# Задания:
[1] Ответьте на вопросы по тексту о Дао:
(a) Что, согласно приведенной цитате из «Дао дэ цзин» [30], растет там, где побывали войска?
(b) Какие японские искусства названы лучшей иллюстрацией у-вэй?
(c) Как по-японски называется Путь каллиграфии?
[2] Воспроизведите дословно фрагмент текста о Дао, начиная со слов «Потому и несовместимо» и заканчивая словами «врага не нападает.».

# Представленный текст:
_ _ _ _ _
Потому и несовместимо Дао с самонадеянностью и духом воинственности. Как сказано в трактате «Дао дэ цзин»: совершенный не превозносит себя, не противоборствует, потому непобедим. «Кто следует Дао, не покоряет другие страны при помощи войск: это обратится против него. Где побывали войска, там растут терновник и колючки. После больших войн наступают голодные годы» [Дао дэ цзин, 30]. «Умный полководец не воинственен. Умелый воин не гневлив. Умеющий побеждать врага не нападает.
<...> Это называю Дэ, избегающее борьбы» [Дао дэ цзин, 68]. Эти принципы легли в основу воинского искусства, где побеждают не нападая: растрачивая силу понапрасну, противник сам доводит себя до поражения. Неудивительно, что восточное искусство борьбы притягивает молодежь, убедившуюся в том, что путь насилия, которому следовал этот мир на протяжении всей своей истории, ни к чему хорошему не привел и не может привести.
Книга Уотса выводит нас к еще одной загадке восточного мировоззрения: «Поэтому у-вэй как "непринуждение" подразумевает действия в направлении волокон ли: падение в сторону толчка, плавание по течению, установка паруса по ветру, использование прилива для практических целей и уступку с целью победить. Лучшей иллюстрацией у-вэй, по-видимому, могут служить японские искусства дзюдо и айкидо, в которых противника побеждают его же силой»» [1, с. 115—116]. И опять же, японское «до» есть китайское Дао, слово, которым сопровождаются все дзэнские искусства, как Путь чая (тя-до), Путь цветка (ка-до) или Путь каллиграфии (сё-до). Искусство Дзэн предназначено снять зависимость от внешнего «я», эго, во имя пробуждения внутреннего Я; привести человеческую душу к очищению, просветлению, дабы она не разрушала «предустановленную гармонию». Я недаром вспомнила максиму Лейбница, который очень интересовался китайским ли, возможно, видя в нем прообраз монады. Без ли трудно понять, как думали древние китайцы и, наверное, будут думать люди будущего, прозрев Единое во множестве: как «оно проникает множественное и создает его жизнь».
_ _ _ _ _
# Исходные данные:
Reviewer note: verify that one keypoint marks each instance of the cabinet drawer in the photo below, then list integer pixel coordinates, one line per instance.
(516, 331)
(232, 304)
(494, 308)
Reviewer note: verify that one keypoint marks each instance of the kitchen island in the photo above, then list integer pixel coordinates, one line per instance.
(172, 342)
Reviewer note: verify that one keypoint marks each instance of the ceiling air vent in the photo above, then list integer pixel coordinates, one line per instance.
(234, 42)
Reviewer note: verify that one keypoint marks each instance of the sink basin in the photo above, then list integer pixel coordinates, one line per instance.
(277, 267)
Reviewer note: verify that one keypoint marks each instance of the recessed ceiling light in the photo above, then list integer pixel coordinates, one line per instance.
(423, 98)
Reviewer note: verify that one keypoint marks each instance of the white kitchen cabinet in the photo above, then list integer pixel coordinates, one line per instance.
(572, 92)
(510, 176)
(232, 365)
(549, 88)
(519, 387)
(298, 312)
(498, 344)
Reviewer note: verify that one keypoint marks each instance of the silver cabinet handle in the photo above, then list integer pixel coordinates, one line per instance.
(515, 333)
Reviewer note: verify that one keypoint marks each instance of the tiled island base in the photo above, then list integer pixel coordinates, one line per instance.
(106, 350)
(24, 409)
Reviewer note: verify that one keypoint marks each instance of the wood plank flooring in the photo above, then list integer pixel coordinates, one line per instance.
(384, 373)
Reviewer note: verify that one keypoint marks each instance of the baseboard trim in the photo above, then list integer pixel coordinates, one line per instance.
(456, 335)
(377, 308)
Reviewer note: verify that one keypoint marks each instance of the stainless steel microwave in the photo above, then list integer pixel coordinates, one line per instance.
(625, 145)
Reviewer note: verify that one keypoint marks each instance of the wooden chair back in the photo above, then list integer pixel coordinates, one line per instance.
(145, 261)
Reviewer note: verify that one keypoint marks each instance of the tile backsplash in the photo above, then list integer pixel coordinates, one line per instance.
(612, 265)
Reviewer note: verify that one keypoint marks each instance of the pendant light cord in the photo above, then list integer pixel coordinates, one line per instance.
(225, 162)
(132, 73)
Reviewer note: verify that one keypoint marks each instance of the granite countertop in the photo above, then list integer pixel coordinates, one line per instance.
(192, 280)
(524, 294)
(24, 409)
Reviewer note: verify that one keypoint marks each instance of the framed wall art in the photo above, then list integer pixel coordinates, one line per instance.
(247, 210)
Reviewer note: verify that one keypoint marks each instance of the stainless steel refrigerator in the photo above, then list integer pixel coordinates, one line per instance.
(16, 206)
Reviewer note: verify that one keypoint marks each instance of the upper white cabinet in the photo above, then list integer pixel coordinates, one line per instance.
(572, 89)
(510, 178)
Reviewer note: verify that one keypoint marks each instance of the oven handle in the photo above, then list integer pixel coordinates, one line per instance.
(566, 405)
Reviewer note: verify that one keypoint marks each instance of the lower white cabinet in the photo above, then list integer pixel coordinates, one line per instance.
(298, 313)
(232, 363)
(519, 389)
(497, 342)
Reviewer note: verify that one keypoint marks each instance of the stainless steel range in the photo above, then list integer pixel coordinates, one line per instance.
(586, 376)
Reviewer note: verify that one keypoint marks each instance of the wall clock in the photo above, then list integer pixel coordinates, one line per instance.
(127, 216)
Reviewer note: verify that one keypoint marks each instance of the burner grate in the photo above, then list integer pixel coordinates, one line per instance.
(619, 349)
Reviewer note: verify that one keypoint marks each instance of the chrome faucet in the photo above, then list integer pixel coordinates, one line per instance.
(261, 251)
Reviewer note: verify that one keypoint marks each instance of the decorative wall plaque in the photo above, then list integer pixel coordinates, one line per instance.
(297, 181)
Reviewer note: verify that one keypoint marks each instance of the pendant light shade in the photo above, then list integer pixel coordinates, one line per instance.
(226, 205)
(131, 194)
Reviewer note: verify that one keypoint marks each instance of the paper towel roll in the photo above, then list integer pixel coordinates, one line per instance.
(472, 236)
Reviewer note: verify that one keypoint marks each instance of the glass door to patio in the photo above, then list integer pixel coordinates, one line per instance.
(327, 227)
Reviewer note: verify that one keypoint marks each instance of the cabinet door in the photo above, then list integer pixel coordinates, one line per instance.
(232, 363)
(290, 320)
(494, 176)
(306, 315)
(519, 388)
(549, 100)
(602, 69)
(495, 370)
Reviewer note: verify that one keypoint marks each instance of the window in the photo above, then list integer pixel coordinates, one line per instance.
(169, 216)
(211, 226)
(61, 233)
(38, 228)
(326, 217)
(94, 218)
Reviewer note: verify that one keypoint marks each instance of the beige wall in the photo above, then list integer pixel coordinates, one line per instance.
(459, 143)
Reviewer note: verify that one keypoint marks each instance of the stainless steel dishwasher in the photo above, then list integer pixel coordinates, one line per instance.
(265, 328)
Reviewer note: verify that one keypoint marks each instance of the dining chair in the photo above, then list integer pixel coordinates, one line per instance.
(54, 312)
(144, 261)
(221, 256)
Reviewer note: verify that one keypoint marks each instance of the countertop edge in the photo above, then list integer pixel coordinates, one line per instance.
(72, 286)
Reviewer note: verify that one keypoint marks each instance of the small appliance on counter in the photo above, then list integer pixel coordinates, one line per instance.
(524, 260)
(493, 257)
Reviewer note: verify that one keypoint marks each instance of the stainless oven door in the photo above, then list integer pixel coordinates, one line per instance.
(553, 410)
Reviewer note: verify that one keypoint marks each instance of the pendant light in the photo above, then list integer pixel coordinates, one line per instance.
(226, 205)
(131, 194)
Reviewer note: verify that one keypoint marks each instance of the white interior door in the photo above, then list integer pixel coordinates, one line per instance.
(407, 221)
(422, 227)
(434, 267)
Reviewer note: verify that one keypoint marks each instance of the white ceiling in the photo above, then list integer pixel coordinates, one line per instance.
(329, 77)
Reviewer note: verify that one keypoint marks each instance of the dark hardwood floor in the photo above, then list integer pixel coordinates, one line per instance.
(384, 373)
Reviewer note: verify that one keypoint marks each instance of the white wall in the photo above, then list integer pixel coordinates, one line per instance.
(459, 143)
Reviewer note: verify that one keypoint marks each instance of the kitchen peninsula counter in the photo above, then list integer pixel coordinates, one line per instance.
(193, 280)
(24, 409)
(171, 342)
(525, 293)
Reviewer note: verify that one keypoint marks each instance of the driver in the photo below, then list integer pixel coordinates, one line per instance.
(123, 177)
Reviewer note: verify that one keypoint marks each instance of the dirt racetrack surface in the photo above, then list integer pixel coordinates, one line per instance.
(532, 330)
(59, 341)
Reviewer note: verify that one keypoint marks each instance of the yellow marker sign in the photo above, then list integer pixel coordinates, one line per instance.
_ _ _ _ _
# Ответы по заданиям:
[1]
(a) Терновник и колючки.
(b) Дзюдо и айкидо.
(c) Сё-до.

[2]
Потому и несовместимо Дао с самонадеянностью и духом воинственности. Как сказано в трактате «Дао дэ цзин»: совершенный не превозносит себя, не противоборствует, потому непобедим. «Кто следует Дао, не покоряет другие страны при помощи войск: это обратится против него. Где побывали войска, там растут терновник и колючки. После больших войн наступают голодные годы» [Дао дэ цзин, 30]. «Умный полководец не воинственен. Умелый воин не гневлив. Умеющий побеждать врага не нападает.